--- EXTRAHIERTE DATENSÄTZE ---

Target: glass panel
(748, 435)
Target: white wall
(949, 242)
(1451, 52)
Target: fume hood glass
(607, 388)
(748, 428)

---

◆ **AUFGABENSTELLUNG**:
Gib die Zeilen aller Datensätze oben unverändert und in derselben Reihenfolge wieder.

◆ **ENDERGEBNIS**:
Target: glass panel
(748, 435)
Target: white wall
(949, 242)
(1451, 52)
Target: fume hood glass
(607, 388)
(748, 428)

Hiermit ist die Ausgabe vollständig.